■ **Vorliegender Text**:
- - -

# Teufel Concept  e300 oder concept e 400?



## lupinglui (15. Juni 2011)

Hi,
ich habe derzeit eine kleine Pc anlage (Logitech Z4) diese isrt mir nun nicht mehr gut genug....
deshalb möchte ich auf Teufel Umsteigen ich habe  mir 2 Favoriten rausgesucht concept e 300 ( Concept E 300 - Teufel ) und e 400 ( Concept E 400 - Teufel )
nun kann ich mich nicht entscheiden ich will einen "Brachialen" Bass.
-Merkt mann überhaupt einen Unterschied mit dem Bass hingegen dem Logitech Z4 ?
-Ist der Unterschied Zwischen e300 und e 400 Groß ?
-benötige ich extra eine Soundkarte?
-Und sind die Boxne überhaupt gut?

Ich höre viel House und so also ist mir der Bass wichtig ich kann mich nur nicht Entscheidne ob ich lieber einen 100 mehr investieren soll....
Ich würde  mich über ne paar antworte freuen weil ich mich nicht eintscheidne kann


----------



## Bier (15. Juni 2011)

Soll das System größtenteils zum Musikhören verwendet werden? Dann nim ein 2.1 System. Da hast du einiges mehr von.
Einen Unterschied zum Logitechschrott wirst du aber sowas von haben

Die wären dafür z.B. gut geeignet:

Edifier S530D 2.1 Soundsystem Rev.2 inkl. Fernbedienung: Amazon.de: Computer & Zubehör


Edifier S730D 2.1 Soundsystem Rev.2 inkl.: Amazon.de: Computer & Zubehör

Die kannst du digital anschließen, oder dir ne Asus Xonar DX für ~50€ dazu holen und es analog anschließen. Was besser ist oder ob es einen Unterschied gibt kann ich dir nicht sagen. Ich würd's erst mal mit dem Onboardsound digital anschließen.

*Edit: *Willkommen im Forum


----------



## PEG96 (15. Juni 2011)

- - -

■ **Anweisungen**:
1: Gib die Forumsdiskussion von "## lupinglui (15." bis "e 400 Groß ?" wieder und benenne dabei "Bass" überall in "Tieftonbereich" um.
2: Welche Soundkarte empfiehlt Bier in der Forumsdiskussion, und was kostet sie ungefähr?
Stütze dich ausschließlich auf den obigen Text.

- - -

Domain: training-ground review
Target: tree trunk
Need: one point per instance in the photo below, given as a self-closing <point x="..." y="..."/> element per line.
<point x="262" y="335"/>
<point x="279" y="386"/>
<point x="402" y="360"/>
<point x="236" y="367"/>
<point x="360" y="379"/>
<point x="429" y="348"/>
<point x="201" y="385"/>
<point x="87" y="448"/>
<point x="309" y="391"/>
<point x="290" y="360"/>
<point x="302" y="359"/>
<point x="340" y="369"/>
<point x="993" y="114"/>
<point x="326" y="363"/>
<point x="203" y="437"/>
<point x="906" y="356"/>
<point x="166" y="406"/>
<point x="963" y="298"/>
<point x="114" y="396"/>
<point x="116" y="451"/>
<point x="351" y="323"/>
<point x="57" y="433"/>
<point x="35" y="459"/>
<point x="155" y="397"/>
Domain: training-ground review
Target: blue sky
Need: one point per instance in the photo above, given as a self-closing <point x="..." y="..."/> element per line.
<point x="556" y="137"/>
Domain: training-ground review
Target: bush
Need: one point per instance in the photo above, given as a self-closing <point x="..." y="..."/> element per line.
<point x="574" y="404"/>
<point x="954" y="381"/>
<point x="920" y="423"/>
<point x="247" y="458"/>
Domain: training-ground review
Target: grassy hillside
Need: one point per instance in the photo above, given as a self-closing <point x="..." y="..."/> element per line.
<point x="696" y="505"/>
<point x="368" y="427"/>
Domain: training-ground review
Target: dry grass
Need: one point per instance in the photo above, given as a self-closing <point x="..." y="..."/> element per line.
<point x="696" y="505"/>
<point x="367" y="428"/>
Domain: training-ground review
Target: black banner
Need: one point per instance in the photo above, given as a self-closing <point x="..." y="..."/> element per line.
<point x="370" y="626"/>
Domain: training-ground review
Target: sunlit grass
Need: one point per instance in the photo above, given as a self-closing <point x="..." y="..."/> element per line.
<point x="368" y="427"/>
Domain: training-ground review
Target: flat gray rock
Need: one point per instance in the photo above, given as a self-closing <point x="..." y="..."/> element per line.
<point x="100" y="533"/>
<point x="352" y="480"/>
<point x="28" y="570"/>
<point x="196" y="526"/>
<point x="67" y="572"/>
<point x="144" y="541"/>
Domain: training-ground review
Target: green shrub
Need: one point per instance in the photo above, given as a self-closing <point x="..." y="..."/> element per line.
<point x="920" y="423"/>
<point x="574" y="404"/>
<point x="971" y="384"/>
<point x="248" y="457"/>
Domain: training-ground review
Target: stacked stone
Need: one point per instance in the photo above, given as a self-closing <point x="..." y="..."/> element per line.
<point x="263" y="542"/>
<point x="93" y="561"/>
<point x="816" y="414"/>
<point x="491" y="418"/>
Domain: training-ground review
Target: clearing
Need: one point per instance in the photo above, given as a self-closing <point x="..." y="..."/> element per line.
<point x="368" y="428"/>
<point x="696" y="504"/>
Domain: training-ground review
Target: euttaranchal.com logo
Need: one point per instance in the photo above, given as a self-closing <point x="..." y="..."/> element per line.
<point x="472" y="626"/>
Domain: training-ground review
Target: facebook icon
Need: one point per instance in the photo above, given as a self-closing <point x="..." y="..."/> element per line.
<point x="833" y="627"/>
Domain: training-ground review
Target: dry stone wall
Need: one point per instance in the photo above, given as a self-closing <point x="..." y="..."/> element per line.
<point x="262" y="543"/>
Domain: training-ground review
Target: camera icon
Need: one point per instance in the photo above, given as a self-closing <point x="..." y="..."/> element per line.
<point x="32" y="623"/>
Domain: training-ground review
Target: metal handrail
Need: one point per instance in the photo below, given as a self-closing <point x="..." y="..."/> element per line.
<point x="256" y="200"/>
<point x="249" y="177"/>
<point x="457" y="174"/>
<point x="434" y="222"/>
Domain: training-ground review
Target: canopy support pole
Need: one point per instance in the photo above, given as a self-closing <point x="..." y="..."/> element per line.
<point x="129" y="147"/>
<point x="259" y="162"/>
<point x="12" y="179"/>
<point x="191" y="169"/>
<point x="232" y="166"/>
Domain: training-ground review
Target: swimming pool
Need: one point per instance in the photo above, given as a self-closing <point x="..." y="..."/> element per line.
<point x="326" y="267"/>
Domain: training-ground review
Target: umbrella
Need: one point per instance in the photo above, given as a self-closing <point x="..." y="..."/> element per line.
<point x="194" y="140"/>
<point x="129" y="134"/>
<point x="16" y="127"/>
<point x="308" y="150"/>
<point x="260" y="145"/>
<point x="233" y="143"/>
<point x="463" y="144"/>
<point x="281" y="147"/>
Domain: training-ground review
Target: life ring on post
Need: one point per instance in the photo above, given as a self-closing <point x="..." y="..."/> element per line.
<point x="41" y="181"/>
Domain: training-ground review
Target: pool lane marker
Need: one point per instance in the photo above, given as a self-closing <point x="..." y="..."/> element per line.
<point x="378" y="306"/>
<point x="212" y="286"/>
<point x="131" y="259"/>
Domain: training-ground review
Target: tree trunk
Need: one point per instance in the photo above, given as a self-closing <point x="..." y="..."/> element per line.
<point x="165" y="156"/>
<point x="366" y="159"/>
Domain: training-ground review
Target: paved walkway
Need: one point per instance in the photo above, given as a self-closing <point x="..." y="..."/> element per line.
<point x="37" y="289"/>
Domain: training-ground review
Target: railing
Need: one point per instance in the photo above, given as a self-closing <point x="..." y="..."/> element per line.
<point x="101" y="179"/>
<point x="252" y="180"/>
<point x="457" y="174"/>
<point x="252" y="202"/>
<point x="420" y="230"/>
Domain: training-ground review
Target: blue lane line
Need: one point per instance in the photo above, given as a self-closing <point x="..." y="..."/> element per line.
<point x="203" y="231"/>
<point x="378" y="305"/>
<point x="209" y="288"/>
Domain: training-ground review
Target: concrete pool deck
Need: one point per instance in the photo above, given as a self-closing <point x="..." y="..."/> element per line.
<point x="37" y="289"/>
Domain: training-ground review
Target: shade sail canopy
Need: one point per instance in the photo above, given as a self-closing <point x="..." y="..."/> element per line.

- - -

■ **Lösungen je Aufgabe**:
1:
## lupinglui (15. Juni 2011)

Hi,
ich habe derzeit eine kleine Pc anlage (Logitech Z4) diese isrt mir nun nicht mehr gut genug....
deshalb möchte ich auf Teufel Umsteigen ich habe  mir 2 Favoriten rausgesucht concept e 300 ( Concept E 300 - Teufel ) und e 400 ( Concept E 400 - Teufel )
nun kann ich mich nicht entscheiden ich will einen "Brachialen" Tieftonbereich.
-Merkt mann überhaupt einen Unterschied mit dem Tieftonbereich hingegen dem Logitech Z4 ?
-Ist der Unterschied Zwischen e300 und e 400 Groß ?

2: Die Asus Xonar DX für etwa 50 €.